**THE DATA**

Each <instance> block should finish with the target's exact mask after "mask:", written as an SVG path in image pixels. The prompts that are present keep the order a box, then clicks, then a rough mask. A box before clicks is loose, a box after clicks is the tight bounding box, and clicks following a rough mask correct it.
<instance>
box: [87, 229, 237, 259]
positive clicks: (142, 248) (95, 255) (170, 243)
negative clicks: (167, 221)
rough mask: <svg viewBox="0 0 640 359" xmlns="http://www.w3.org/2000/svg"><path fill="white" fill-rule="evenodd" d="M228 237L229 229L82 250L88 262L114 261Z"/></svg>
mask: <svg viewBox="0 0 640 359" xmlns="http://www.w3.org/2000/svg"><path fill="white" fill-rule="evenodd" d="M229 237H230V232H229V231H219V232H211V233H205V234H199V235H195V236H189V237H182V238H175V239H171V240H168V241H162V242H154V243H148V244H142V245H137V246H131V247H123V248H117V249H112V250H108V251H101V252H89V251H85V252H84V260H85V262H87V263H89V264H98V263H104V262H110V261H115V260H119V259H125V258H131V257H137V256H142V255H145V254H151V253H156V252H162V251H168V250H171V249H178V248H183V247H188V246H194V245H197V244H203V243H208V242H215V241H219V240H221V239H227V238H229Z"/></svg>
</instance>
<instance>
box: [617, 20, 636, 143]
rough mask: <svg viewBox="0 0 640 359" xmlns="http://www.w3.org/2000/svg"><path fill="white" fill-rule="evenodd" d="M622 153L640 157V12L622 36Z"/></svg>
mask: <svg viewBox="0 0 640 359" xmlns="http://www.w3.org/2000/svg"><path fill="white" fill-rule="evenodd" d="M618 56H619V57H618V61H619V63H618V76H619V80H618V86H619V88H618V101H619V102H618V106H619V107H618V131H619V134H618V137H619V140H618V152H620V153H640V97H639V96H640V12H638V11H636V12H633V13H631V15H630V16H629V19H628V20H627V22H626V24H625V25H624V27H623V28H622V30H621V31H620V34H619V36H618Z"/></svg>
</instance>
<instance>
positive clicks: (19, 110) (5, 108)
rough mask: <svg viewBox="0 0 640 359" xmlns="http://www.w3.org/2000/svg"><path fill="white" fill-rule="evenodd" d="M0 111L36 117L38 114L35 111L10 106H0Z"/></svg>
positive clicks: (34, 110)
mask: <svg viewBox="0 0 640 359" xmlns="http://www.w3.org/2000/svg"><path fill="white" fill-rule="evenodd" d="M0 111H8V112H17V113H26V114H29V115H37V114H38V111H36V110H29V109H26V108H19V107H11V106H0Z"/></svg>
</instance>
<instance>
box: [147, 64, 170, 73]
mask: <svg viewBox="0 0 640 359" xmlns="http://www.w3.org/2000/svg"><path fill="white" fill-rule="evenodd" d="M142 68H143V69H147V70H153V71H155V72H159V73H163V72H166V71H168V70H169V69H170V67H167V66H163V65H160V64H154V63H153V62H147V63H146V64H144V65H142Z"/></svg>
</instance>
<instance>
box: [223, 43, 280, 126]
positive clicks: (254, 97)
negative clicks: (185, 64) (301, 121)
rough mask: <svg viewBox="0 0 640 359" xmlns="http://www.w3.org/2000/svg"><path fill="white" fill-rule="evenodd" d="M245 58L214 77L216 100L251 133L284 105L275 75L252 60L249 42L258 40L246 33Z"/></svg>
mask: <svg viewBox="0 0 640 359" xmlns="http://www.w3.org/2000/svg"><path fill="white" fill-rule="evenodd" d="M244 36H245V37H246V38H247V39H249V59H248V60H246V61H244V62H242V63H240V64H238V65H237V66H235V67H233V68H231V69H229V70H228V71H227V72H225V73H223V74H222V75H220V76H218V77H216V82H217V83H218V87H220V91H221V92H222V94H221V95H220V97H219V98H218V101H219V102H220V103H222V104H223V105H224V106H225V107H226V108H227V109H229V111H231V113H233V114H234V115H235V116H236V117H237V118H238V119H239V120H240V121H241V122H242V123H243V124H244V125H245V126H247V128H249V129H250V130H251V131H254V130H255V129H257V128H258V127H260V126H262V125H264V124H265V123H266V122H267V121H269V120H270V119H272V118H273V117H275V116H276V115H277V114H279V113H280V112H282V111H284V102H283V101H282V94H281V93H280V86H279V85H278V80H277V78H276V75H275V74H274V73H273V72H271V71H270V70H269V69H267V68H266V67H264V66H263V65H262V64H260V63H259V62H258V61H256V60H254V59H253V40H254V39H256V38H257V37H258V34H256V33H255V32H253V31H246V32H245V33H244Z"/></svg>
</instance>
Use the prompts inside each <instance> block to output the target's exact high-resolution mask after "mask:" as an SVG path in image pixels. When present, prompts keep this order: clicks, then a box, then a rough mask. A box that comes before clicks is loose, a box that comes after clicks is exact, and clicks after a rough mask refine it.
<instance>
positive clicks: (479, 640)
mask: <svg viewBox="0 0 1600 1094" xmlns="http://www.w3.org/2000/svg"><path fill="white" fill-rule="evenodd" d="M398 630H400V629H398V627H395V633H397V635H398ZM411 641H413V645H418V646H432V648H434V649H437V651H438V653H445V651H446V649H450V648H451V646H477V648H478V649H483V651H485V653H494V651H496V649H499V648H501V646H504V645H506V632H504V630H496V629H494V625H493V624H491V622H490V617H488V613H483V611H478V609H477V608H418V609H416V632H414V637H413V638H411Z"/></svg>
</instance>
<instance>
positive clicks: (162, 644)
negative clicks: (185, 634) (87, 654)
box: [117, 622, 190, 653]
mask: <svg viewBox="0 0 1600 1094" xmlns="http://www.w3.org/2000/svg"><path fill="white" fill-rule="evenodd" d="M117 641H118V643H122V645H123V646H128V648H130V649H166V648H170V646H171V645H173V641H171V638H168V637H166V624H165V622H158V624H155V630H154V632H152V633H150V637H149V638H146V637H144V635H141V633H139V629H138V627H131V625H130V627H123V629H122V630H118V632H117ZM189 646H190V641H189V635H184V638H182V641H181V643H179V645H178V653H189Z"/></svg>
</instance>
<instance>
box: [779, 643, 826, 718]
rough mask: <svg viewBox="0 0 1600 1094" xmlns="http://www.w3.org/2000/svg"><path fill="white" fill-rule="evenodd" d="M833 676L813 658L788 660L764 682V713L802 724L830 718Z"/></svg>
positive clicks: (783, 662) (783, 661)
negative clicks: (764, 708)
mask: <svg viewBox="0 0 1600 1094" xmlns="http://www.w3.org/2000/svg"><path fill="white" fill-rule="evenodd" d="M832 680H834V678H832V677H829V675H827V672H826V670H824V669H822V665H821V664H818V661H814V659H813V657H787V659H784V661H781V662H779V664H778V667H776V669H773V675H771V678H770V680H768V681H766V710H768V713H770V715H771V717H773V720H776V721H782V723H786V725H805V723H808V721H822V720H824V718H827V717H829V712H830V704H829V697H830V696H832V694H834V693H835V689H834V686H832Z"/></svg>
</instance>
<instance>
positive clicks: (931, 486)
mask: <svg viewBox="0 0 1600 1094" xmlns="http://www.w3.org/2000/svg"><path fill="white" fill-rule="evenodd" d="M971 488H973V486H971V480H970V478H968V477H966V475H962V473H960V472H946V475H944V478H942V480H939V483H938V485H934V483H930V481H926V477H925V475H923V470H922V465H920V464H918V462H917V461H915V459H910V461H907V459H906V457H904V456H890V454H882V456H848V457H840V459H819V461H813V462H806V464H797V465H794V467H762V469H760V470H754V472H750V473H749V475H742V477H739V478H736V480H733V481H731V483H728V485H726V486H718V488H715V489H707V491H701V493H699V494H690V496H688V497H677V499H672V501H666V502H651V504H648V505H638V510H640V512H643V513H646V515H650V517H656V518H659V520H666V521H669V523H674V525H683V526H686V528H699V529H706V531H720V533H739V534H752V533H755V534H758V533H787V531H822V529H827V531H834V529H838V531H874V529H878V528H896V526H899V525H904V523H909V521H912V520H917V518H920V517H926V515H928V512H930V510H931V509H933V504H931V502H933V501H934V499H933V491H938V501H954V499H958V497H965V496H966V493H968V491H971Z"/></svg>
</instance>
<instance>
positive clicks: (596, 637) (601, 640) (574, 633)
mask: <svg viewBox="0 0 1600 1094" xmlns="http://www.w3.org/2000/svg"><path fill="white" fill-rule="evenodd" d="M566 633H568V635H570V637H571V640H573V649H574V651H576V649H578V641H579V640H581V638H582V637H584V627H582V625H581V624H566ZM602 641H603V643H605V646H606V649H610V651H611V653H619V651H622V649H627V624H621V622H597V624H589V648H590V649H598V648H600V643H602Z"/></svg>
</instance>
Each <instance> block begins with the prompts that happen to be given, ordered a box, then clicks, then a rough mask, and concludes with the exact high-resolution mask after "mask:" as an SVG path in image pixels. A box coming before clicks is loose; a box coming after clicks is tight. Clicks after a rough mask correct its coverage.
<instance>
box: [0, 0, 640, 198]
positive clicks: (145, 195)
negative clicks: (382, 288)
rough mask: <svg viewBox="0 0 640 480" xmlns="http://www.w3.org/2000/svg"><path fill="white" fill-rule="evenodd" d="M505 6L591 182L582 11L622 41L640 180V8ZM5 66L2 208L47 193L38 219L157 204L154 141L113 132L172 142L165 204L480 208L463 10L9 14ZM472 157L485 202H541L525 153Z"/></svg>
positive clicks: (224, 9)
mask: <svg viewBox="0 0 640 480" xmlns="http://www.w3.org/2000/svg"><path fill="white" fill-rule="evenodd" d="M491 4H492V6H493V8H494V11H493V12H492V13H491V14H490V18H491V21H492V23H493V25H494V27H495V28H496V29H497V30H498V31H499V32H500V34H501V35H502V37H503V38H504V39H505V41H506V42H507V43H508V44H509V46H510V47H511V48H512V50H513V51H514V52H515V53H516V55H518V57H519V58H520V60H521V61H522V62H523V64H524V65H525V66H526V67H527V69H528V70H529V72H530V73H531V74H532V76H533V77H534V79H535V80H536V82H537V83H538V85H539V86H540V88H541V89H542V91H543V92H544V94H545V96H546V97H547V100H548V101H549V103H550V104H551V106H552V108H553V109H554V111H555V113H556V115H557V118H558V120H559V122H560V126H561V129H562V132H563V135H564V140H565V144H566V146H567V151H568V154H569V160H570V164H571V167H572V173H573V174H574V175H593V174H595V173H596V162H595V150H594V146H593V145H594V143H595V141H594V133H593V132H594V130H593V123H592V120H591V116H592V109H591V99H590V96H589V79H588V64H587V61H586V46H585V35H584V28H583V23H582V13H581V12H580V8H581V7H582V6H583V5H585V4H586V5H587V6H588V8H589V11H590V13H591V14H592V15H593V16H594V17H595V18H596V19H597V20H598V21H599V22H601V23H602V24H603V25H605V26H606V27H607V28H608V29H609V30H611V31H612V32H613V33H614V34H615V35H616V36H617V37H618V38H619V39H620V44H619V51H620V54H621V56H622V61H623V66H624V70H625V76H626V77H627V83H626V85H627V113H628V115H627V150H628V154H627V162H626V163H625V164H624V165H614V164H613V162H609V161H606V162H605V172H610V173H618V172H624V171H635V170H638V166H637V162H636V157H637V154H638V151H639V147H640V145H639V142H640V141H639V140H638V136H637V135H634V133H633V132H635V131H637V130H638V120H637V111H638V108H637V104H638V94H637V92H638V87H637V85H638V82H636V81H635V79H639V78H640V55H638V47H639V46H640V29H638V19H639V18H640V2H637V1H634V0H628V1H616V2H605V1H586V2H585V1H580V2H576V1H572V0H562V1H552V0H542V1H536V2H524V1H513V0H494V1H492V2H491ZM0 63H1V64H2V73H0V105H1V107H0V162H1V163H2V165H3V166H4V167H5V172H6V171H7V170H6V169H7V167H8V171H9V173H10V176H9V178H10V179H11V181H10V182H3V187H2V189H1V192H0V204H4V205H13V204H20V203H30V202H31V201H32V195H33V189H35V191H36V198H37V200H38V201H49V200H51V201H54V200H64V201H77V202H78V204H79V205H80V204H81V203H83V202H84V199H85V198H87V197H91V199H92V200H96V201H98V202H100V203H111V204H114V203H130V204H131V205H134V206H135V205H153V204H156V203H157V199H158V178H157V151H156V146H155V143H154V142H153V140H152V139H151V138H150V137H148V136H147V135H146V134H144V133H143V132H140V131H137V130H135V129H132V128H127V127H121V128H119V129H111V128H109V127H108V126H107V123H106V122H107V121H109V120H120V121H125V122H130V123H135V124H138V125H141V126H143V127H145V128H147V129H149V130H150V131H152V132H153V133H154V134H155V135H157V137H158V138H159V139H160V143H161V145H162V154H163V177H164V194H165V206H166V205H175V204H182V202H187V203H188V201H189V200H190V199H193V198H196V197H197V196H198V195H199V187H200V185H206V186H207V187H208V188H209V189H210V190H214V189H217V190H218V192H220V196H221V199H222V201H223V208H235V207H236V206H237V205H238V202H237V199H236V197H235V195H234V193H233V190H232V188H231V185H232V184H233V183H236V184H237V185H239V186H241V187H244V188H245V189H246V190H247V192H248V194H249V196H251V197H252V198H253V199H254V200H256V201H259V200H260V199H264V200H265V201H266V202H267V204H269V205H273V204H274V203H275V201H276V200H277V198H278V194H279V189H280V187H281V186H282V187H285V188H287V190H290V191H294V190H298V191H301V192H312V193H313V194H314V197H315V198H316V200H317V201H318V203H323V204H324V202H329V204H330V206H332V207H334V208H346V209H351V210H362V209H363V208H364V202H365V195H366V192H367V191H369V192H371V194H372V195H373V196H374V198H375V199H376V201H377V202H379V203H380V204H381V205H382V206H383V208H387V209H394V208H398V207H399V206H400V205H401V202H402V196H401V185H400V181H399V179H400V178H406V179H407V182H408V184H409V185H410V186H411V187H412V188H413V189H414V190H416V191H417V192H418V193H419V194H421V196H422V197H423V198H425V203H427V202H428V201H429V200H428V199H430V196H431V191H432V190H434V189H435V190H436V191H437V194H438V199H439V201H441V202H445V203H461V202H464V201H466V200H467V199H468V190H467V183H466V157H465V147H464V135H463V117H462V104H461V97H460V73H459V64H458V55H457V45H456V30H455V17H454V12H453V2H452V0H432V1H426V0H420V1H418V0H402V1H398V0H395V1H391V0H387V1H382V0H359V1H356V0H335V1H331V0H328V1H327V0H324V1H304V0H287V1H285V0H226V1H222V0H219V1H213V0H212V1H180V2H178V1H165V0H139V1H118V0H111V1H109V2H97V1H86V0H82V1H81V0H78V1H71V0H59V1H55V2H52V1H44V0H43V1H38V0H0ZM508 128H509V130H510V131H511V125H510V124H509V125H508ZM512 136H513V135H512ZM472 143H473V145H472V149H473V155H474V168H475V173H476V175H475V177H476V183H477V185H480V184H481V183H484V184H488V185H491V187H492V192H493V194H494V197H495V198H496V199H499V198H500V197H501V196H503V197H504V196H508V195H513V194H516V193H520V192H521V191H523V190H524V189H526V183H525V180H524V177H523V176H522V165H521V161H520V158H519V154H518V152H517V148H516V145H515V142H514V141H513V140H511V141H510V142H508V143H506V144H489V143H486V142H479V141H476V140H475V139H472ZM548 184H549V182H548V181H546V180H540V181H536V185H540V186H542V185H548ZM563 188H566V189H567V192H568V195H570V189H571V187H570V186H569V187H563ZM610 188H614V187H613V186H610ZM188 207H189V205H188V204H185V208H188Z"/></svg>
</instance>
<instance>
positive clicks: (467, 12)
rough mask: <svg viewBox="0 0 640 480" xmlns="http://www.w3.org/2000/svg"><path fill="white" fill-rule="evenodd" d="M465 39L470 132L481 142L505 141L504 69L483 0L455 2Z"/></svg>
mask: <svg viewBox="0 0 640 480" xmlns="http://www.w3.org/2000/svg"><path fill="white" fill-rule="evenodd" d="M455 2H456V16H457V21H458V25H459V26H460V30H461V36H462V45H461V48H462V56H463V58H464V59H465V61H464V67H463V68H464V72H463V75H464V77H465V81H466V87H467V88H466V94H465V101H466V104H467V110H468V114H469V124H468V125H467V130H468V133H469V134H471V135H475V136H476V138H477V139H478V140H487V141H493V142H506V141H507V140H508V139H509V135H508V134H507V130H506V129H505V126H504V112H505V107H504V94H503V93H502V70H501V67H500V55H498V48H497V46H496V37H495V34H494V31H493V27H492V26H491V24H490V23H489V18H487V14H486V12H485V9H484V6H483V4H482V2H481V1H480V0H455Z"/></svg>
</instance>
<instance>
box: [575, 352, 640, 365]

**WHAT YOU WILL DO**
Only lines holding the word "prompts" are wanted, so copy each of them from the records above.

**RESULT FOR THIS EXERCISE**
Each <instance> block should finish with the target's exact mask after "mask:", written as an SVG path in image pixels. The prompts that are present keep the order a box, then clicks, then a rough mask. A box before clicks is loose, a box after clicks is the tight bounding box, and clicks following a rough mask correct it.
Use the prompts inside each <instance> block to output the target's exact high-resolution mask after "mask:" as an SVG path in image pixels. When present, prompts keep this order: clicks, then a box, then a rough mask. A box that comes before clicks is loose, a box that comes after clicks is exact, and clicks after a rough mask refine it.
Each <instance> block begins with the prompts that happen to be given, ordered a box, then clicks, then a rough mask, and concludes with the exact high-resolution mask after "mask:" as an SVG path in image pixels. A box coming before clicks is loose; a box coming after clicks is tight. Clicks after a rough mask correct its coverage.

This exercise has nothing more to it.